Given instruction 1 | Count the lines in the records below that contain the word "patch", treating uppercase and lowercase as different. Give only the number.

-- start of Document text --

Thank you all for your amazing feedback. Won’t try and respond directly but here are the main themes. Not sure what the timeline is for working on these but I’ll keep you updated!

Selection of photos

This I think is a key issue and will require some thinking. We always want to limit how many API calls I’m making to the iNaturalist API and at the moment it only makes 2. One to get a random observation, then the second to get a selection of other observations nearby. the API results are sorted by id or date of upload which means that if someone has recently uploaded a batch of photos then it will show just those photos which I think leads to the similar photos/taxa issue. One option would be to make a series of API calls for each of the iNat iconic taxa, but then might have to resolve situations such as no plants recorded in that area. Essentially this is doable but it’s a trade-off with making more API calls.

There’s also more of a conceptual trade-off here between a more complex ‘algorithm’ which makes sure that it includes species that are endemic, not huge geographic range etc. versus getting a more pure random selection.

Place selection

Currently places are selected by getting a random observation (and not even very random as people have observed repeats) - this means that we will have a tendency towards the places that have more observation eg. north america. However I did this as it meant that the coordinates I generate will always have an observation. I did start with random lat/long but it very often went for the middle of the ocean with no observations. @pisum I’ll have a look at your grid selection idea, it’s not part of the API I’ve used before. One way of improving it a bit would be to get the place IDs for all the continents and the query adds one of those at random to the search query.

Excluding invasives

Seems that invasives / non-natives can be confusing but there’s some options here. We could include them but make it clear that they are non-natives, obviously later down the line this could be an settings option but for the time being do people have a preferred option?:

Include non-natives but don’t flag (current)
Include non-natives but flag them as non-native
Don’t include non-natives

0 voters

Show username credits after guess

I did also wonder about this, sometimes the username can be quite revealing for guessing. I’ll make it appear afterwards. My only concern was around usage and licensing, don’t want people to feel I’m using their observations without proper attribution.

Link to iNat observations after guess

Again, very sensible idea. Means you can investigate any interesting observations you see.

Average/total scoring

Yes will implement this. At some point it would be nice to move towards ‘games’ consisting of a set of ‘rounds’ rather than endless mode but I think it’s important to get the guessing part enjoyable and satisfying first then can think about game structure.

Additional scoring

As suggested by @jmillsand socring beyond just distance would be a nice addition. Getting the right latitude is a nice idea. Could add bonus points for correct country, or it would be great if you could get points for the correct biome (https://en.wikipedia.org/wiki/Biome) but not sure how to do that…

Bugs

The rogue undefined identified by @pisum , thanks for spotting

The hidden location being detected by the mouse… whoops! Thanks for spotting @bri-k

Update:
I have pushed a little update (v0.0.2) to the app:

Fixed the 2 bugs above (hopefully)
Moved the next round button to above the scoring as suggested by @ekmes
Reveal the observer names after guess and add a link to explore the observations on iNaturalist website.

-- end of Document text --

Given instruction 2 | Rewrite the forum post's paragraph that begins "Currently places are selected" as a short bulleted list, keeping its main facts.

-- start of Given records --

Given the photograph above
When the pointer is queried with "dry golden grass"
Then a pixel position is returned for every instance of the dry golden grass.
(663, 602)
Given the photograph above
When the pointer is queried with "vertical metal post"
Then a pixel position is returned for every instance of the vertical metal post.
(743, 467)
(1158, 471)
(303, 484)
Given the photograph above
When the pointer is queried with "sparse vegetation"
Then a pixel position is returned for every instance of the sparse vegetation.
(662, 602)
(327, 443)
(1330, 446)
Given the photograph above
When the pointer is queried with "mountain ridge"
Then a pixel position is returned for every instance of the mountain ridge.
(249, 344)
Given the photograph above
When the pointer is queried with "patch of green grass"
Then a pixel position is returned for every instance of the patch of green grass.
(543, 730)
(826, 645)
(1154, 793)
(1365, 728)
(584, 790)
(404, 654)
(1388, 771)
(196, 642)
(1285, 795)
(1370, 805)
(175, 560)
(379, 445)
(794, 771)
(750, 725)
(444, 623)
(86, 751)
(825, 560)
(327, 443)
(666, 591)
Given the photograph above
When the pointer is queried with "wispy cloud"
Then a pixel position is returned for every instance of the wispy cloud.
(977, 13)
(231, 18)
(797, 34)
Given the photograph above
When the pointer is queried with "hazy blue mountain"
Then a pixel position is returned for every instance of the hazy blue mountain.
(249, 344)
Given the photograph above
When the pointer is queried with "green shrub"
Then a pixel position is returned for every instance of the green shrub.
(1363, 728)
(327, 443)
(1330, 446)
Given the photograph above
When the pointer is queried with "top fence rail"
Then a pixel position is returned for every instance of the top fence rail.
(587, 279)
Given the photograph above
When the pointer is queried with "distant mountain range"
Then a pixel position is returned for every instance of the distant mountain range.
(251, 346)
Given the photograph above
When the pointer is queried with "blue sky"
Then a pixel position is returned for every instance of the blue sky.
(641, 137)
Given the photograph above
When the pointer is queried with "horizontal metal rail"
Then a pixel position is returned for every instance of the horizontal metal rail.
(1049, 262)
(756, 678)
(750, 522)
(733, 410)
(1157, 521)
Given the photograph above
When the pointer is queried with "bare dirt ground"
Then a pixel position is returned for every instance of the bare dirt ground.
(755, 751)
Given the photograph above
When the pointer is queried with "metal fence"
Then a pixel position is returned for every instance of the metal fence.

-- end of Given records --

Problem solution 1 | 2

Problem solution 2 |
- Places are chosen by taking a random observation, which isn't truly random, since people have seen repeats.
- This leans toward places with more observations, such as North America, but it means the generated coordinates always have an observation.
- Random latitude and longitude were tried first, but they often landed in the middle of the ocean with no observations.
- @pisum's grid selection idea will be looked into. It isn't part of the API used so far.
- One possible fix is to get the place IDs for all the continents and add one of them at random to the search query.